RECORDS SHOWN
>>>>>
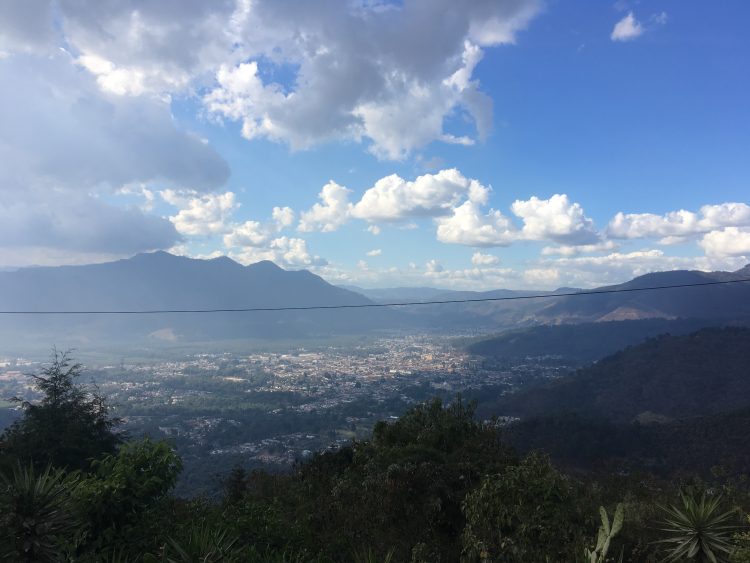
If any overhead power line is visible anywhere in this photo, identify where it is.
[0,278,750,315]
<<<<<
>>>>>
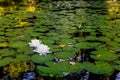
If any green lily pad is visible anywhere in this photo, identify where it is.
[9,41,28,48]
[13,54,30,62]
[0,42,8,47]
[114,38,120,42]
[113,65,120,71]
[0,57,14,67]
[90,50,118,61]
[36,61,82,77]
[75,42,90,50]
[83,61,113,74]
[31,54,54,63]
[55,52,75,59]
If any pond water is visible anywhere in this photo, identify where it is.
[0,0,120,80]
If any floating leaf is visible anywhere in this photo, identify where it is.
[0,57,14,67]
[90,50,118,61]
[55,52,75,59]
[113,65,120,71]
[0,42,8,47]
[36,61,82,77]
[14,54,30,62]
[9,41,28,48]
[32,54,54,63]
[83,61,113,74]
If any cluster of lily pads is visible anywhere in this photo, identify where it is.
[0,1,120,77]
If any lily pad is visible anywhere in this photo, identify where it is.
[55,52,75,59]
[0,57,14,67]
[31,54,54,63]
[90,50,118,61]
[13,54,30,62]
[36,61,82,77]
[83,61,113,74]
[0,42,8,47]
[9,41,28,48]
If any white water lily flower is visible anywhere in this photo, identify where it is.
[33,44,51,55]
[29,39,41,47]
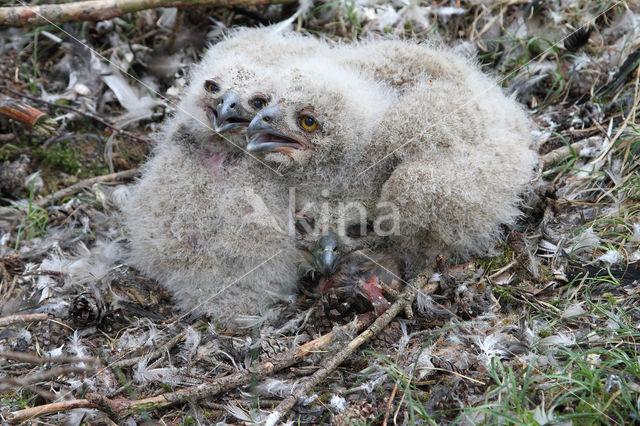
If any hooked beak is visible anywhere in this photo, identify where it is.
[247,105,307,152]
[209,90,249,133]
<<<<<
WRITTEN PROBLEM
Rewrite everything from the line containing "If any white" down to the line containing "[209,90,249,133]", swapping "hooked beak" for "curved beak" and keeping every other word and number unchanged. Leave the pictures out of your answer.

REPLY
If any white water lily flower is visible anywhere in this photo, identify where it is.
[33,44,51,55]
[29,39,41,47]
If any curved beak is visible anywhere in this photo, identify where it is.
[247,105,307,152]
[209,90,249,133]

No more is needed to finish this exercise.